§ Problem requirements: Please print the entries below verbatim, leaving the pictures out.

------------------------------------------------

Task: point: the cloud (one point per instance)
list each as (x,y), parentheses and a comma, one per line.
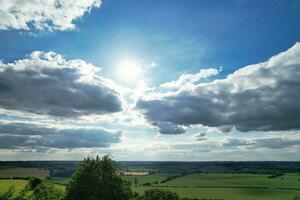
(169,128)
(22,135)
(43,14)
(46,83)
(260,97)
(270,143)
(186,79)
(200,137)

------------------------------------------------

§ Solution:
Task: point: the cloud (one point per instance)
list each as (x,y), parentheses and a comma, one per line.
(169,128)
(22,135)
(43,14)
(46,83)
(260,97)
(270,143)
(186,79)
(200,137)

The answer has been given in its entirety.